▸ **Task to carry out**
Update the rows below by replacing every occurrence of "in the image" with "in the photo", leaving all other text unchanged. Omit the pictures from your output.

** Begin **

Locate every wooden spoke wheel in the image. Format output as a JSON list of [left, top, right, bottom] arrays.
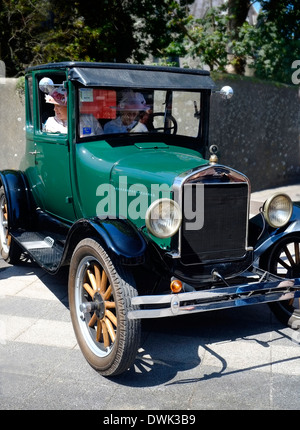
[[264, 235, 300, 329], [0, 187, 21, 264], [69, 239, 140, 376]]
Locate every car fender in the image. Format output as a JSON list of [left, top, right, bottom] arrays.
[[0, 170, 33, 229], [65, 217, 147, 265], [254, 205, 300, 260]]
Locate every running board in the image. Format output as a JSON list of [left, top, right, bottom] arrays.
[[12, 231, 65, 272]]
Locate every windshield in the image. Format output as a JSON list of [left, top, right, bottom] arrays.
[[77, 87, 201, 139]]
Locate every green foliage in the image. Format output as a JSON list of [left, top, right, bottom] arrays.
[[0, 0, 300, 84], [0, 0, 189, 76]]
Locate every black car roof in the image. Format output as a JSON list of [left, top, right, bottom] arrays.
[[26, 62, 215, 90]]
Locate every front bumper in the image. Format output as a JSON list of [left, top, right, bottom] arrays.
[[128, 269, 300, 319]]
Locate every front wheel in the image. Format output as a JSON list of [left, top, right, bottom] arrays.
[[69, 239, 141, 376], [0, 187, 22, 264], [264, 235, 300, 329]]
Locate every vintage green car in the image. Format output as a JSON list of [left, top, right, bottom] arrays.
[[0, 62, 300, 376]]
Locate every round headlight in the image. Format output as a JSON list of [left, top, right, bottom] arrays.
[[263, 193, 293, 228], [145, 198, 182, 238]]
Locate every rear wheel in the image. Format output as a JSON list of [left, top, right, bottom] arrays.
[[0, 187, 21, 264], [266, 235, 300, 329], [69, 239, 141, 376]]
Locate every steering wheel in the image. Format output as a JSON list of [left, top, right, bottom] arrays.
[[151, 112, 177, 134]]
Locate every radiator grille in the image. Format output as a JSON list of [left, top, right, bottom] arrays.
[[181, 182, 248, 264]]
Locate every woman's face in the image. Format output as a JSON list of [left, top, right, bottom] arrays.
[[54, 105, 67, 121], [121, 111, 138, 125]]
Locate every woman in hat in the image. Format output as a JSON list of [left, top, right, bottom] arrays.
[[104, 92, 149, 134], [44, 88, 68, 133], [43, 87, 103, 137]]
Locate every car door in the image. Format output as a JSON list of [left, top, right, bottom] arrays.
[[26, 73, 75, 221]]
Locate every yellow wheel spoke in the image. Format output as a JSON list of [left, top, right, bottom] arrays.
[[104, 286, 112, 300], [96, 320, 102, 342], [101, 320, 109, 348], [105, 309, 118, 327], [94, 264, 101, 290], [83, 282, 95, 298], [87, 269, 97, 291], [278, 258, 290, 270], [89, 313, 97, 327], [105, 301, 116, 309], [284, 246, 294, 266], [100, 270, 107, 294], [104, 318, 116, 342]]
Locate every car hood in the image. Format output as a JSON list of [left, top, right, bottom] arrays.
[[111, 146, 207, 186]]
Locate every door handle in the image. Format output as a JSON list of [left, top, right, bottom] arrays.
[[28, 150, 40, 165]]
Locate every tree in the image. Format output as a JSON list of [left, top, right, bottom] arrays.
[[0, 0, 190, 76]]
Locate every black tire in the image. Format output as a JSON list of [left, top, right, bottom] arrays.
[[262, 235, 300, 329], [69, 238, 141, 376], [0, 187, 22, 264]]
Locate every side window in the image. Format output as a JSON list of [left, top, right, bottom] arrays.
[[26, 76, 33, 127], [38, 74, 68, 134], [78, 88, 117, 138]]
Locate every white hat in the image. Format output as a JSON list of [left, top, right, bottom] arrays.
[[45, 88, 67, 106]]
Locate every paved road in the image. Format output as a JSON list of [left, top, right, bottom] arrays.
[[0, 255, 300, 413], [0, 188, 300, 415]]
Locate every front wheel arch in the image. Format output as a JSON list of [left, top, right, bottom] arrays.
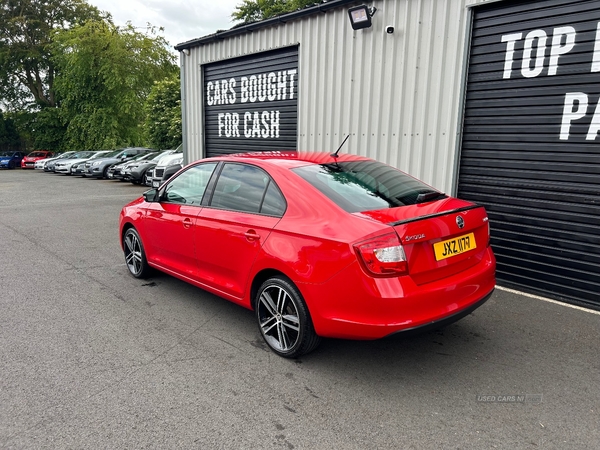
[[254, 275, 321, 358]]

** End **

▸ **Answer to the problem**
Locate every wooden spoke wheel in the photo. Format output as a JSON list of [left, top, right, bottom] arrays.
[[264, 235, 300, 329], [0, 187, 21, 264], [69, 239, 140, 376]]
Locate every car fender in the photo. Format output as a JSON list of [left, top, right, bottom] arrays.
[[0, 170, 33, 229], [65, 217, 147, 265], [254, 205, 300, 260]]
Locate every running board in the photo. Format output as a JSON list of [left, top, right, bottom] arrays.
[[12, 231, 65, 272]]
Locate every windshield in the photo. Format output as a JSON list of [left, top, right, bottom] arrays.
[[77, 87, 201, 139]]
Locate every green foliage in the photo. Format output as a JSON list of [left, top, right, bottom] arrays.
[[0, 0, 300, 84], [0, 0, 189, 76]]
Locate every black car roof in the photo. Format output as a JSON list of [left, top, right, bottom] arrays.
[[26, 62, 215, 90]]
Locate every front bumper in the photo. Format output as a JSON list of [left, top, right, bottom] arrays.
[[128, 269, 300, 319]]
Locate every front wheel in the photo. Format output as a JSON list of [left, top, right, bottom] arrays.
[[69, 239, 141, 376], [0, 187, 22, 264], [264, 235, 300, 329]]
Locate every vintage green car in the photo. Format output as a JSON list of [left, top, right, bottom] arrays.
[[0, 62, 300, 376]]
Locate every round headlight in the photo. Format output as a JSON list of [left, top, right, bottom] arrays.
[[263, 193, 293, 228], [145, 198, 182, 238]]
Locate every rear wheel in the photo. Format output as a JSON list of [left, top, right, bottom] arrays.
[[0, 187, 21, 264], [266, 235, 300, 329], [69, 239, 141, 376]]
Locate every steering wheel in the photo. Format output as a JSON list of [left, top, right, bottom] arrays.
[[151, 112, 177, 134]]
Locate every radiator grille in the photo. Format output as a JSON list of [left, top, right, bottom] arrays.
[[181, 182, 248, 264]]
Locate every woman's face in the photo. Format output as a JSON list of [left, top, right, bottom] arrays.
[[54, 105, 67, 121], [121, 111, 138, 125]]
Locate every woman in hat in the photo. Format output as a JSON list of [left, top, right, bottom] arrays.
[[104, 92, 149, 134], [44, 88, 68, 133], [43, 87, 103, 137]]
Locate every car door in the photo. Format output as a JSON list of [left, top, right, bottom] arrays.
[[26, 73, 75, 221]]
Locate every yellow wheel spoke in the photo. Format output as a JSON list of [left, top, right, bottom] arrays.
[[104, 286, 112, 300], [96, 320, 102, 342], [101, 320, 109, 348], [105, 309, 118, 327], [94, 264, 101, 290], [83, 282, 95, 298], [87, 269, 97, 291], [278, 258, 290, 270], [89, 313, 97, 327], [105, 301, 116, 309], [284, 246, 294, 266], [100, 270, 107, 294], [104, 318, 116, 342]]
Locate every car hood in the photo. Format output as a JSON list of [left, top, right, bottom] arrays.
[[111, 146, 207, 186]]
Locate every door handle in the photo. Format output as a JSON list of [left, top, right, bottom] arrays.
[[28, 150, 40, 165]]
Locate every tree in the photo. Format output as a JSON list of [left, top, right, bottom] arrays.
[[0, 0, 190, 76]]
Locate every black tire in the photo. Format output as a JSON list of [left, top, right, bottom] arrays.
[[262, 235, 300, 329], [69, 238, 141, 376], [0, 187, 22, 264]]
Locate every side window in the photo. Format output as a JSON list of [left, top, right, bottom] arrays.
[[26, 76, 33, 127], [38, 74, 68, 134], [78, 88, 117, 138]]
Locate every white hat in the photo. Format output as a JSON list of [left, top, right, bottom] arrays.
[[45, 88, 67, 106]]
Locate every paved road in the photo. Format output as a JSON list of [left, top, right, bottom] arrays.
[[0, 255, 300, 413], [0, 188, 300, 415]]
Locate every front wheel arch in the photo. Format output as a JSON list of [left, top, right, bottom] arrays.
[[254, 275, 321, 358]]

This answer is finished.